**EXERCISE INSTRUCTIONS:**
Search the listing below for the line containing "Target: motorhome door". From there through the line containing "column 252, row 17", transcribe every line exactly, both ends included.
..............................
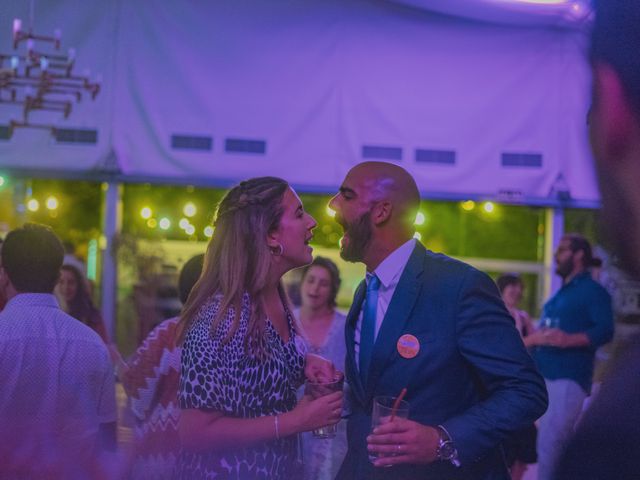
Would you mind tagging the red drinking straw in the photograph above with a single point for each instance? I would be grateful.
(396, 404)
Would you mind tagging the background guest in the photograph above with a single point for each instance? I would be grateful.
(582, 321)
(520, 448)
(243, 359)
(151, 379)
(76, 300)
(57, 407)
(323, 326)
(606, 442)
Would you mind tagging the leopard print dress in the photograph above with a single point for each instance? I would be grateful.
(224, 377)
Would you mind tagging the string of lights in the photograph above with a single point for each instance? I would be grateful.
(39, 81)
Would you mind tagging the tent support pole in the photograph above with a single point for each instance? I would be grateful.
(554, 219)
(112, 228)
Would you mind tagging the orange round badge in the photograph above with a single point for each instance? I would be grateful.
(408, 346)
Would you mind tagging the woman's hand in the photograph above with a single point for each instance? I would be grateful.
(310, 414)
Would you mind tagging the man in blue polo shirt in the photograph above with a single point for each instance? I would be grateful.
(581, 320)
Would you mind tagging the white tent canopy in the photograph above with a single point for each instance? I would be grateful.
(213, 92)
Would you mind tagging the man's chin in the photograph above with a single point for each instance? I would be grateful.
(350, 256)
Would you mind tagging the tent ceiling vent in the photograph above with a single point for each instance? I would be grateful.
(243, 145)
(529, 160)
(191, 142)
(446, 157)
(381, 153)
(76, 135)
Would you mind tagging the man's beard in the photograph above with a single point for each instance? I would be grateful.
(565, 268)
(359, 233)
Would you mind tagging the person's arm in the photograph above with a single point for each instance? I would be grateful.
(514, 391)
(144, 363)
(98, 323)
(212, 430)
(106, 409)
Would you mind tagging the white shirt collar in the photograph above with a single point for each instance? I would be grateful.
(391, 268)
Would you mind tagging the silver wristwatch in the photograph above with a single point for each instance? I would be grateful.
(446, 450)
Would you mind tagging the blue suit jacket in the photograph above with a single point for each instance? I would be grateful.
(472, 374)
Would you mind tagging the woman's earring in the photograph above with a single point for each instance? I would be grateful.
(278, 250)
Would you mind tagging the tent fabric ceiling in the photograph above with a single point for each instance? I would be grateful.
(214, 92)
(558, 13)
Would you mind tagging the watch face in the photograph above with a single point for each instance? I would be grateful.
(447, 450)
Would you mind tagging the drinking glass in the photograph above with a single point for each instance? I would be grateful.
(381, 414)
(320, 389)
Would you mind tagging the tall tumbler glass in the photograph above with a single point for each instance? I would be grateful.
(320, 389)
(381, 414)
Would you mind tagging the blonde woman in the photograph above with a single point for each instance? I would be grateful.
(242, 357)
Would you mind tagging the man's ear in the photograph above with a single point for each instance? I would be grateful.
(381, 212)
(612, 117)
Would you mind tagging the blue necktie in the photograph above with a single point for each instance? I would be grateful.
(368, 327)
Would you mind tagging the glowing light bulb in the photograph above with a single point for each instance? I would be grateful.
(33, 205)
(52, 203)
(189, 209)
(146, 213)
(468, 205)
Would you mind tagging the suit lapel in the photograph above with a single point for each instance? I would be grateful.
(351, 368)
(404, 297)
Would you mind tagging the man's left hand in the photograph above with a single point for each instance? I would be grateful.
(406, 440)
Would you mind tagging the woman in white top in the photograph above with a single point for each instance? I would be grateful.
(520, 449)
(323, 327)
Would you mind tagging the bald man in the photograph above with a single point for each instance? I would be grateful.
(435, 326)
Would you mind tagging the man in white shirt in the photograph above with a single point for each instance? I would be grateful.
(57, 406)
(435, 326)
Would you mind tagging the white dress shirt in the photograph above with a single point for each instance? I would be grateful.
(389, 272)
(57, 382)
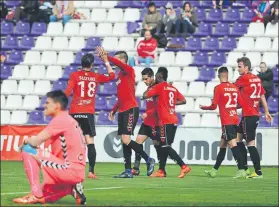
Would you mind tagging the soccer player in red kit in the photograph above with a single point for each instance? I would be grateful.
(127, 107)
(84, 84)
(252, 92)
(167, 97)
(227, 98)
(63, 168)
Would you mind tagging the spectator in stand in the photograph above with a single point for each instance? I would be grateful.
(220, 4)
(151, 19)
(3, 57)
(27, 9)
(62, 10)
(188, 21)
(168, 21)
(266, 76)
(146, 50)
(45, 10)
(3, 10)
(273, 15)
(261, 9)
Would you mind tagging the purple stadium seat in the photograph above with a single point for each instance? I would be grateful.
(92, 43)
(201, 14)
(177, 41)
(217, 59)
(228, 44)
(275, 71)
(203, 30)
(15, 57)
(176, 3)
(38, 28)
(194, 3)
(7, 28)
(12, 3)
(238, 29)
(68, 70)
(22, 28)
(109, 89)
(112, 101)
(221, 29)
(215, 15)
(59, 85)
(180, 118)
(103, 119)
(210, 44)
(263, 122)
(36, 117)
(275, 91)
(78, 57)
(102, 69)
(10, 43)
(206, 74)
(275, 121)
(232, 15)
(100, 103)
(26, 43)
(143, 12)
(194, 44)
(132, 27)
(6, 71)
(200, 59)
(272, 104)
(47, 119)
(247, 15)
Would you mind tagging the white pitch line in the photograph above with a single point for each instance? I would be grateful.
(108, 188)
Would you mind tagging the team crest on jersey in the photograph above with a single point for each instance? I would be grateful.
(130, 122)
(80, 157)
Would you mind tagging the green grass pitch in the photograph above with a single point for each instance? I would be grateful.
(196, 189)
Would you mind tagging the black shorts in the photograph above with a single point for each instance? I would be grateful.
(127, 121)
(86, 123)
(167, 133)
(248, 126)
(229, 132)
(149, 131)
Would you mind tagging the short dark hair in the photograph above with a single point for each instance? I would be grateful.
(151, 4)
(87, 60)
(147, 71)
(186, 4)
(58, 96)
(122, 54)
(223, 70)
(164, 72)
(246, 62)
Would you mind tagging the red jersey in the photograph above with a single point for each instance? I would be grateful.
(251, 90)
(152, 118)
(126, 86)
(84, 86)
(166, 96)
(67, 141)
(227, 97)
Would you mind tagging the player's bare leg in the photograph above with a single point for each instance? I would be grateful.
(140, 140)
(91, 153)
(238, 158)
(220, 157)
(255, 157)
(243, 151)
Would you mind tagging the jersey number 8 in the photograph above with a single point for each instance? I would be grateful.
(90, 91)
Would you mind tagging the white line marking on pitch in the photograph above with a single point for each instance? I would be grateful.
(108, 188)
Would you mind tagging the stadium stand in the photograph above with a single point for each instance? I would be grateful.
(41, 59)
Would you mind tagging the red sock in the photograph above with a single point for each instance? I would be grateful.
(55, 192)
(32, 170)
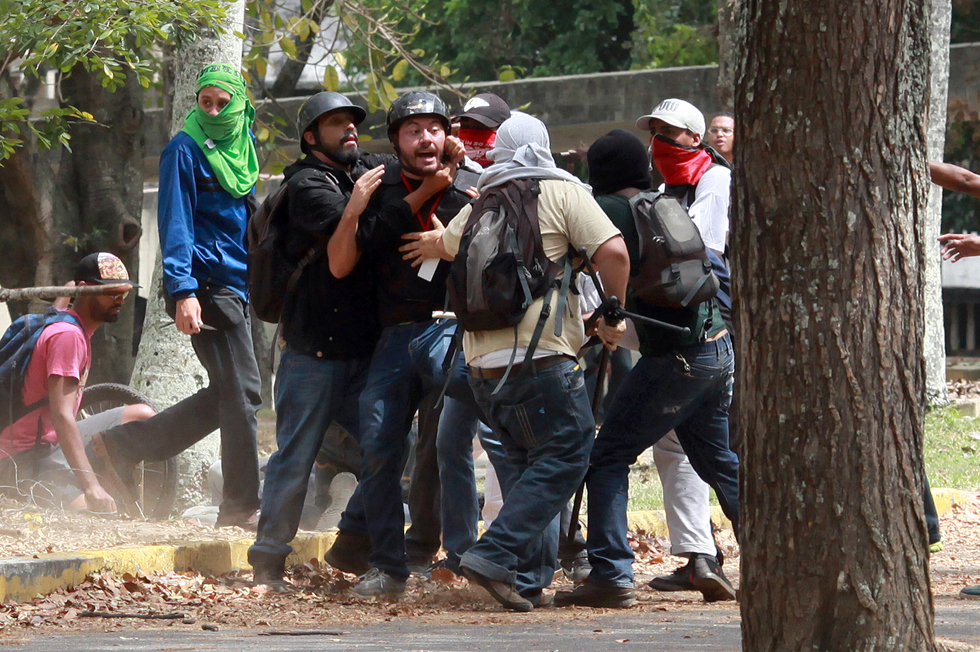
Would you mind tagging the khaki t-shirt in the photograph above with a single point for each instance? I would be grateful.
(567, 214)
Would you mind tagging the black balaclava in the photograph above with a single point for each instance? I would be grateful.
(618, 160)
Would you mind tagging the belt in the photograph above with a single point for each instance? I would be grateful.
(718, 336)
(496, 373)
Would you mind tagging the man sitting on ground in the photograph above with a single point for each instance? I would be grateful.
(46, 454)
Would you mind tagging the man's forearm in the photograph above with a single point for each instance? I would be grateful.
(342, 251)
(70, 440)
(953, 177)
(612, 262)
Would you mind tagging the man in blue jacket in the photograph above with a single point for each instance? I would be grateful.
(207, 173)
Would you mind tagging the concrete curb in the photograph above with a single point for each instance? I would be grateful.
(23, 578)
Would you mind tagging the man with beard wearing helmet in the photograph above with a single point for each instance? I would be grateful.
(329, 323)
(415, 195)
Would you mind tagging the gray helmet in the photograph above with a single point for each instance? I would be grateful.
(319, 104)
(416, 103)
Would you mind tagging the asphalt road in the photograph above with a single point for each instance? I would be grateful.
(711, 630)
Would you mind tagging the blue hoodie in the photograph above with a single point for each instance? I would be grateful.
(202, 227)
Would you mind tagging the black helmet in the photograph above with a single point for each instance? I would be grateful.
(416, 103)
(321, 103)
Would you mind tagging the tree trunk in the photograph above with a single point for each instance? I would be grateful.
(292, 69)
(727, 51)
(61, 205)
(101, 180)
(829, 206)
(26, 212)
(935, 333)
(167, 370)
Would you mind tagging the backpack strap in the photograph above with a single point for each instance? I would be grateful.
(519, 259)
(566, 282)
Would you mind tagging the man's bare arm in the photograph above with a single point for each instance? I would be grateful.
(953, 177)
(342, 250)
(62, 392)
(612, 261)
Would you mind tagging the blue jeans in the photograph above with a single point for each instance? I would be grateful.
(546, 432)
(407, 364)
(460, 504)
(688, 392)
(310, 394)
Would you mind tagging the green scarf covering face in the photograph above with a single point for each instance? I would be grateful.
(224, 138)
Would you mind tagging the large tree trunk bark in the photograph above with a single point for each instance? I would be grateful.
(61, 205)
(26, 212)
(167, 370)
(727, 50)
(102, 183)
(830, 200)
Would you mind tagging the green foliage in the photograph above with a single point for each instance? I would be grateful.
(965, 24)
(506, 39)
(672, 33)
(961, 212)
(952, 450)
(108, 39)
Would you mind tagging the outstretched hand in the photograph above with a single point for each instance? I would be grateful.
(364, 187)
(423, 245)
(959, 245)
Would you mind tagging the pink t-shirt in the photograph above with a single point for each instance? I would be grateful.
(62, 350)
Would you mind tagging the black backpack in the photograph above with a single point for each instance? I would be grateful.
(16, 347)
(501, 267)
(674, 270)
(271, 275)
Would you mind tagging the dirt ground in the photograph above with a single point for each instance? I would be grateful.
(322, 599)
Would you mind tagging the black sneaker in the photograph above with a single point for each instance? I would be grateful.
(577, 569)
(267, 574)
(245, 520)
(541, 600)
(445, 564)
(710, 580)
(420, 566)
(679, 580)
(502, 592)
(350, 553)
(377, 584)
(271, 577)
(593, 595)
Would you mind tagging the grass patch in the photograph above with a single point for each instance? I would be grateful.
(952, 456)
(952, 450)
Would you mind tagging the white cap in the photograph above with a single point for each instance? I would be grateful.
(676, 113)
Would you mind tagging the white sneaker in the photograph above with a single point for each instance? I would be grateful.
(341, 489)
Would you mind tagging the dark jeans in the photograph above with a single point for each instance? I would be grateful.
(422, 538)
(229, 402)
(310, 394)
(620, 363)
(459, 424)
(688, 392)
(545, 427)
(406, 365)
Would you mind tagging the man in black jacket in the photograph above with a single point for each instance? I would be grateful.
(415, 196)
(330, 324)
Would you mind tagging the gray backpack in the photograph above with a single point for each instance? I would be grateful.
(674, 270)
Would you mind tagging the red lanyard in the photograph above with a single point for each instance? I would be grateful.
(426, 223)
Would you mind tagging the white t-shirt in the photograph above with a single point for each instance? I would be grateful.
(710, 208)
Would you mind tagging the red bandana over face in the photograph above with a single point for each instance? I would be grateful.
(477, 143)
(678, 164)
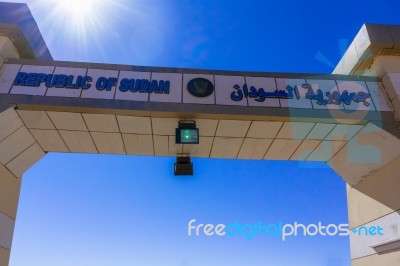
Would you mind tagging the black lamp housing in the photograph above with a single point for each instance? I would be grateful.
(187, 132)
(183, 165)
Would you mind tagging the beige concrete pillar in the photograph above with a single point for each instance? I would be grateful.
(370, 164)
(18, 151)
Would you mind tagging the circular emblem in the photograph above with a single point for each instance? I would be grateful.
(200, 87)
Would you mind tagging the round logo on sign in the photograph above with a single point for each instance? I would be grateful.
(200, 87)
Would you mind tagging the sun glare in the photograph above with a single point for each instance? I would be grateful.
(79, 8)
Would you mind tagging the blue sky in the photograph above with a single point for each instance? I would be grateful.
(99, 210)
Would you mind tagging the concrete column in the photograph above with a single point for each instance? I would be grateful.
(370, 164)
(18, 152)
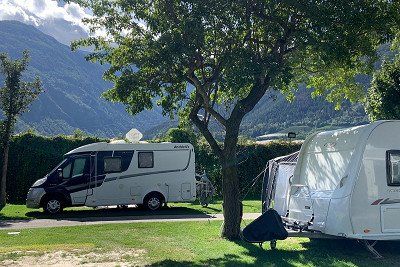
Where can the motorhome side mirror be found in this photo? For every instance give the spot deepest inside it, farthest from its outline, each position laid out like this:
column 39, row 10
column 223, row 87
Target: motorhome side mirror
column 291, row 135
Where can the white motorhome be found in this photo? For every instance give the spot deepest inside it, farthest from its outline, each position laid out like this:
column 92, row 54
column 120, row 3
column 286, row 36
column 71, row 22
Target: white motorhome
column 346, row 183
column 104, row 174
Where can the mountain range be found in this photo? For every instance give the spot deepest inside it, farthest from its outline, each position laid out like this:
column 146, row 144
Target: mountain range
column 73, row 87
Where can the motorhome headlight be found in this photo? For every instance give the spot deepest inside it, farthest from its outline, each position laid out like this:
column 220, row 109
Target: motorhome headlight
column 342, row 181
column 39, row 182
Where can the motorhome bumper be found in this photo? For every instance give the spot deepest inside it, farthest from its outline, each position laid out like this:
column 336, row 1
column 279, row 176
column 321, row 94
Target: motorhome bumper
column 34, row 197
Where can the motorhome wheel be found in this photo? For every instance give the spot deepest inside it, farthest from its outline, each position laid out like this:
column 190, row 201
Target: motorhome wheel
column 53, row 206
column 153, row 202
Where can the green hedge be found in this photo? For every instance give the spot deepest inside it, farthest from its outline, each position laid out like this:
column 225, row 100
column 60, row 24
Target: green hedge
column 33, row 156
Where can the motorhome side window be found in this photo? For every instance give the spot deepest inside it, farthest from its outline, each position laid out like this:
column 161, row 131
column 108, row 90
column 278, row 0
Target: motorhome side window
column 112, row 164
column 75, row 168
column 145, row 160
column 393, row 167
column 105, row 158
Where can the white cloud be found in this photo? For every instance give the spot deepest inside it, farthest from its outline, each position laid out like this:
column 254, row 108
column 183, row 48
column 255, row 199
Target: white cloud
column 58, row 19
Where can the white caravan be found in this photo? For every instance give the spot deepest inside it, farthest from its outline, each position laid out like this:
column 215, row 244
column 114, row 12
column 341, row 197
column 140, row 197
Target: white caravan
column 104, row 174
column 346, row 183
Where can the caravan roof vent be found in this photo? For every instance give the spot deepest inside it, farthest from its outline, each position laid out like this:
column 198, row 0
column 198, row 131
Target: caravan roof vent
column 134, row 135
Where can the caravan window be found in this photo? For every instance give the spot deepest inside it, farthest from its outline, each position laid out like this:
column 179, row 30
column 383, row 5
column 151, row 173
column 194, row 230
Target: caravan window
column 393, row 167
column 146, row 159
column 112, row 164
column 126, row 158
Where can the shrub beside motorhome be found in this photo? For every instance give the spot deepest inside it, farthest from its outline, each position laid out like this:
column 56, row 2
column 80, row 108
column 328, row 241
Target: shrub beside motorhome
column 105, row 174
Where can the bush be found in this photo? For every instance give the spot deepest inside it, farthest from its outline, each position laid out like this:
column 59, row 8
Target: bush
column 33, row 156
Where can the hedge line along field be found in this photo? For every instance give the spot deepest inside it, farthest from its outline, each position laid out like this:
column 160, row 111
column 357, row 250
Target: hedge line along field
column 33, row 156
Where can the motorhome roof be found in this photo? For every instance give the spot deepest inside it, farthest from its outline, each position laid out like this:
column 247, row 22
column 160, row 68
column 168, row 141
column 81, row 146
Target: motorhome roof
column 103, row 146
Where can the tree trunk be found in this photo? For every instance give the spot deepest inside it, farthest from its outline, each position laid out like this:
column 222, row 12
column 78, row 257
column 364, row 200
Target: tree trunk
column 232, row 205
column 4, row 176
column 6, row 146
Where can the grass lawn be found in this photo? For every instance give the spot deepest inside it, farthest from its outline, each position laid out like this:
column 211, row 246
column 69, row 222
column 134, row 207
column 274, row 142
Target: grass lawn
column 177, row 244
column 21, row 212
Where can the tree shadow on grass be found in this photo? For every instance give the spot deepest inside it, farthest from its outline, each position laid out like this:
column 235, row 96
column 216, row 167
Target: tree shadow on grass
column 313, row 253
column 115, row 212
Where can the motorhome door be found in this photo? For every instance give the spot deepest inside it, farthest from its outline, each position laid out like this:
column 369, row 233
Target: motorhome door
column 77, row 177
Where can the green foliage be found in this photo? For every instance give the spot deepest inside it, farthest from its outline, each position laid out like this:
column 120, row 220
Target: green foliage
column 32, row 157
column 181, row 135
column 227, row 50
column 16, row 95
column 383, row 100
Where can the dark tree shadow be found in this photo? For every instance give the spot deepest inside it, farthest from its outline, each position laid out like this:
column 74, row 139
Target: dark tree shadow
column 313, row 253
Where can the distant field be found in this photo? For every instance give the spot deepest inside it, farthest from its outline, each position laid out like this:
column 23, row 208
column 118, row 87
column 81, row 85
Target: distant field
column 176, row 244
column 21, row 212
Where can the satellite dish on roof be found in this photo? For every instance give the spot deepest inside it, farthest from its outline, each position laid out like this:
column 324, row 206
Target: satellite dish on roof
column 134, row 136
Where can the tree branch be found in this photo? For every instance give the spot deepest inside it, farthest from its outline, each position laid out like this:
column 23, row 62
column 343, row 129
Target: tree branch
column 203, row 128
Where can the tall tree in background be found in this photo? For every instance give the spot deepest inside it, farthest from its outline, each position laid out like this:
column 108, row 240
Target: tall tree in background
column 383, row 97
column 231, row 53
column 15, row 97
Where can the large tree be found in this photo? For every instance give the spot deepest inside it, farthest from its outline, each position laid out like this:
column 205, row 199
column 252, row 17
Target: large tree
column 383, row 98
column 15, row 97
column 231, row 53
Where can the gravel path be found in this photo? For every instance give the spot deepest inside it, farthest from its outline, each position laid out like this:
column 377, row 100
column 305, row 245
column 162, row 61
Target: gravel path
column 44, row 223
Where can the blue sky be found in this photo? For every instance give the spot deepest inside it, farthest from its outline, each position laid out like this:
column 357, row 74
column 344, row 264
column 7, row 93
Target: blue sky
column 55, row 18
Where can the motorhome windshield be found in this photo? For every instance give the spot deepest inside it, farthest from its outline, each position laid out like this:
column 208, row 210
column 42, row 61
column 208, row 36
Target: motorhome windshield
column 58, row 166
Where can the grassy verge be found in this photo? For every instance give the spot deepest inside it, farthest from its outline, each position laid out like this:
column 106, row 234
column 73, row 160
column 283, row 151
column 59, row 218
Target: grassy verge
column 21, row 212
column 178, row 244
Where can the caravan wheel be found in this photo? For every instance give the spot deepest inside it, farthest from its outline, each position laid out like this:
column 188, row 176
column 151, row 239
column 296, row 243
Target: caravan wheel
column 153, row 201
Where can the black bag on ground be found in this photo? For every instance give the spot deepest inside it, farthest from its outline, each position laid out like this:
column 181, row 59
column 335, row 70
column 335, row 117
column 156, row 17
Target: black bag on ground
column 267, row 227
..............................
**TASK ANSWER:**
Target: motorhome door
column 77, row 177
Where can the green foliage be found in this photo? For every instance give the spot deepest inside it, farthest from its outline, each position laid out like this:
column 120, row 220
Target: green foliage
column 32, row 157
column 181, row 135
column 227, row 50
column 16, row 95
column 383, row 100
Where can the dark tree shadow be found in this photo? For every instance give the spot deepest inside it, farthest from its outline, each position laid out like this:
column 74, row 139
Target: dark tree shadow
column 313, row 253
Where can the distant field be found in this photo? For every instance give the spot deepest inside it, farthest from its outline, each position laid out like this:
column 23, row 208
column 118, row 87
column 81, row 85
Target: distant field
column 176, row 244
column 21, row 212
Where can the satellite dish on roof be found in this photo? For every instance give the spot deepest inside it, farthest from its outline, each position laid out like this:
column 324, row 206
Target: satellite dish on roof
column 134, row 136
Where can the tree branch be found in this photo? For every instance give the spot deepest inside it, farthest from its outline, each position laid out like this:
column 23, row 62
column 343, row 129
Target: tree branch
column 203, row 128
Where can the tall tree in background be found in this photo? For every instance give the spot deepest inside it, farthest from its outline, each position laid out like this:
column 108, row 240
Target: tall tree in background
column 383, row 97
column 231, row 53
column 15, row 97
Where can the large tree be found in this photo? For every instance give the spot deepest inside it, farthest from its outline, each position laid out like this:
column 205, row 199
column 252, row 17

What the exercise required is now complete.